* Tasks
**A.** In the passage on the Board's review of Management's profitability, explain why the Board also looked at Management's estimated profit after distribution/servicing expenses and taxes. Keep the explanation to one to three sentences.
**B.** According to the passage on the Board's review of Management's profitability, whom did the Board engage in recent years to review Management's profitability methodology?
**C.** Extend the passage on the Board's review of Management's profitability, starting right after its final sentence.

* Document segment
In concluding that the benefits accruing to Management and its affiliates by virtue of their relationship with the Fund were reasonable in light of the costs of providing the investment
advisory and other services and the benefits accruing to the Fund, the Board reviewed specific data as to Management’s estimated profit on the Fund for a recent period on a pre-tax basis without regard to distribution expenses, but including
year-over-year changes in each of Management’s reported expense categories. (The Board also reviewed data on Management’s estimated profit on the Fund after distribution/servicing expenses and taxes were factored in, as indicators of the health of
the business and the extent to which Management is directing its profits into the growth of the business.) The Board considered the cost allocation methodology that Management used in developing its estimated profitability figures. In recent years,
the Board engaged an independent forensic accountant to review the profitability methodology utilized by Management when preparing this information and discussed with the consultant its conclusion that Management’s process for calculating and
reporting its estimated profit was not unreasonable.

* Information supplied

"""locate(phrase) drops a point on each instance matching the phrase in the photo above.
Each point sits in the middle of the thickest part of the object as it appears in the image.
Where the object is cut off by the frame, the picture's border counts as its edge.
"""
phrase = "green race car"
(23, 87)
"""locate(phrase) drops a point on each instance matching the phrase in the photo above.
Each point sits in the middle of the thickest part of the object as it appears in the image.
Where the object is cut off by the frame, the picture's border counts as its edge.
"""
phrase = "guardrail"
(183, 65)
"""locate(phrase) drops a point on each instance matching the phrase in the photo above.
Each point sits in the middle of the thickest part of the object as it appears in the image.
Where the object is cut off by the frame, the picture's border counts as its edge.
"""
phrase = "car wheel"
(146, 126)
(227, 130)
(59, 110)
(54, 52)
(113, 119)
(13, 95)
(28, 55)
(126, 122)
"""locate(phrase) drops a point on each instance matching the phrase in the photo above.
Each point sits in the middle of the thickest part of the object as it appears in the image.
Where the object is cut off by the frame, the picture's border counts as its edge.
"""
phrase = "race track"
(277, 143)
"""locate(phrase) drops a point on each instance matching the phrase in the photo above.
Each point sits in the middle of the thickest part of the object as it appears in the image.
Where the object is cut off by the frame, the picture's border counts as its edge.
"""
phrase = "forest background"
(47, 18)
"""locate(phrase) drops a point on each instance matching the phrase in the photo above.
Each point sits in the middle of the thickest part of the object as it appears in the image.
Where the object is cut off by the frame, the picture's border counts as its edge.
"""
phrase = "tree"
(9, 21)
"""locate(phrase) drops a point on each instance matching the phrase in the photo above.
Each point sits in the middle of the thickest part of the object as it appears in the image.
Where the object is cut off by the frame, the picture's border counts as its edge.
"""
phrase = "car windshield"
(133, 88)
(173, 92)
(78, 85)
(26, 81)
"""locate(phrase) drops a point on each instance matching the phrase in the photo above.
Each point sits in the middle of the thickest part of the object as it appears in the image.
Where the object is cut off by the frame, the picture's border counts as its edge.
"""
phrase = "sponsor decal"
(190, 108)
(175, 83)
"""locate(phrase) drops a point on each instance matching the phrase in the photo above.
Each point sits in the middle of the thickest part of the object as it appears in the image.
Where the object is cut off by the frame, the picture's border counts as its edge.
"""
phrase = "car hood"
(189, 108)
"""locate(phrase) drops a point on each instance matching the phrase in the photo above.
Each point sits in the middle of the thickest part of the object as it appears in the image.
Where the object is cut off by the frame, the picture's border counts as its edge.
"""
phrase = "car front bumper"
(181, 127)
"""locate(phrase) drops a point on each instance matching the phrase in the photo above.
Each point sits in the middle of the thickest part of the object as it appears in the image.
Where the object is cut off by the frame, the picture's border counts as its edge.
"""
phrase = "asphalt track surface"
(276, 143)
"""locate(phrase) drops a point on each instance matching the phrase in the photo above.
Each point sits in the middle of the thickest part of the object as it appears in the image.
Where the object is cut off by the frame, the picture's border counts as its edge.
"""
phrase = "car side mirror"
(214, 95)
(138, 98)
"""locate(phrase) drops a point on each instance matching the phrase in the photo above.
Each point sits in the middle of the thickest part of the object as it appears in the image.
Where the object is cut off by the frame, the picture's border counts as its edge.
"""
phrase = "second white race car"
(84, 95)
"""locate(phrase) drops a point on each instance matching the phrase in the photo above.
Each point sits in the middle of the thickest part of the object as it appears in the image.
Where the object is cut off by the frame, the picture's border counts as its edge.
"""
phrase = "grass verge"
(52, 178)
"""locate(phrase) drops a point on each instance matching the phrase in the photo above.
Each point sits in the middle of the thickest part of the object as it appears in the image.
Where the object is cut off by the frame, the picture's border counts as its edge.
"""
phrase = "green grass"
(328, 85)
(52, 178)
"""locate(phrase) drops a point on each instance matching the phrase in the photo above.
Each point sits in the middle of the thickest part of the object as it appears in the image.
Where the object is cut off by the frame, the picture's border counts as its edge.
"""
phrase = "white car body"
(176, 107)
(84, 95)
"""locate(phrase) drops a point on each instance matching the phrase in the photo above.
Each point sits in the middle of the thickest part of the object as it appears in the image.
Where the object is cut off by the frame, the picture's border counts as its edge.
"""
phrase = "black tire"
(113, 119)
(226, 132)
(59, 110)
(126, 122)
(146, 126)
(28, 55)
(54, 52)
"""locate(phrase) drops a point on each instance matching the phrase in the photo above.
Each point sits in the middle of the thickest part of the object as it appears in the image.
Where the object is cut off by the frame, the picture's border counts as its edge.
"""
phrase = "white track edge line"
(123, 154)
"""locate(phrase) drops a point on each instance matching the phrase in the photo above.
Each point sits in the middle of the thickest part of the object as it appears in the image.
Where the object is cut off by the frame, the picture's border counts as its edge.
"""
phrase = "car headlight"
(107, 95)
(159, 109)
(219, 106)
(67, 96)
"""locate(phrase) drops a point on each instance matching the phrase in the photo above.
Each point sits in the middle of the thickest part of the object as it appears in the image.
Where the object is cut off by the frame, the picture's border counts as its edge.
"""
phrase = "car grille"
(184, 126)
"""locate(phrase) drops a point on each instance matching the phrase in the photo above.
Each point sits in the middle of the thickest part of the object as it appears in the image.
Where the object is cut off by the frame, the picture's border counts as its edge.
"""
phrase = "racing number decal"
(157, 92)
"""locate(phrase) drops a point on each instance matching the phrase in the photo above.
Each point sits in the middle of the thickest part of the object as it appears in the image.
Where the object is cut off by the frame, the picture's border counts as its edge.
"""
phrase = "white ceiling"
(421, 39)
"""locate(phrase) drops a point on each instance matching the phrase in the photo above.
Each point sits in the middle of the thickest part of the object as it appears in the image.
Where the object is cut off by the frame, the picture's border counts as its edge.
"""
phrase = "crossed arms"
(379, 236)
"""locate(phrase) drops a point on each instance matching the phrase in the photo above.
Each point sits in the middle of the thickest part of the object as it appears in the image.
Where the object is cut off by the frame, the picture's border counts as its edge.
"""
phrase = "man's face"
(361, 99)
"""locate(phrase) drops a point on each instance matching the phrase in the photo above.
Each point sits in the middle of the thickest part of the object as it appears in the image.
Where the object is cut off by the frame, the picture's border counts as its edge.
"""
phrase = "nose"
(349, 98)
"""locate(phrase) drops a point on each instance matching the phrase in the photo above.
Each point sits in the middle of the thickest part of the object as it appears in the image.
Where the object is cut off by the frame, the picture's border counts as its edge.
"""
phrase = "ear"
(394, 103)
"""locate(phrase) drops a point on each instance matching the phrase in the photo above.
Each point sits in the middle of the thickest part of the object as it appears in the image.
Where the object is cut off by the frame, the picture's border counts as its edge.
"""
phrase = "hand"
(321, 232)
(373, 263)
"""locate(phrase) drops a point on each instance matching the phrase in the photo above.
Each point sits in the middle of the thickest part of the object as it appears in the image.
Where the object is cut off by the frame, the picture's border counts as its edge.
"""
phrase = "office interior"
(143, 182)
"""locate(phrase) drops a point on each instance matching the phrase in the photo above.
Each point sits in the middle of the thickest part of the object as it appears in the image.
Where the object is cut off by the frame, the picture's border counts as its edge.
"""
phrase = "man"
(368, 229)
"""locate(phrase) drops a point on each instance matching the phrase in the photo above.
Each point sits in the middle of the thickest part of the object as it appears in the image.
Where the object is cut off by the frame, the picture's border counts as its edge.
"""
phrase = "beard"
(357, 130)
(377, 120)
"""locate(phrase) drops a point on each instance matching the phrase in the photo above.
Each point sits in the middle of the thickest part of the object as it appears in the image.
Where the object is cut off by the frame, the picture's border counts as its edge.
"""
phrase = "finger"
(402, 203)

* Outputs for the tasks
**A.** The Board reviewed those after-expense, after-tax profit figures as indicators of the health of Management's business. They also showed how far Management is directing its profits into the growth of the business.

**B.** An independent forensic accountant.

**C.**
Recognizing that there is no uniform methodology within the asset management industry for determining profitability for this purpose and that the use of different reasonable
methodologies can give rise to different profit and loss results, the Board, in recent years, requested from Management examples of profitability calculated by different methods and noted that the estimated profitability levels were still
reasonable when calculated by these other methods. The Board further noted Management’s representation that its estimate of profitability is derived using methodology that is consistent with the methodology used to assess and/or report measures of
profitability elsewhere at the firm. In addition, the Board recognized that Management’s calculations regarding its costs may not reflect all risks, including regulatory, legal, operational, reputational, and, where appropriate, entrepreneurial
risks, associated with offering and managing a closed-end fund in the current regulatory and market environment. The Board also considered any fall-out (i.e., indirect) benefits likely to accrue to Management or its affiliates from their
relationship with the Fund. The Board recognized
that Management and its affiliates should be entitled to earn a reasonable level of profits for services they provide to the Fund and, based on its review, concluded that Management’s
reported level of estimated profitability on the Fund was reasonable.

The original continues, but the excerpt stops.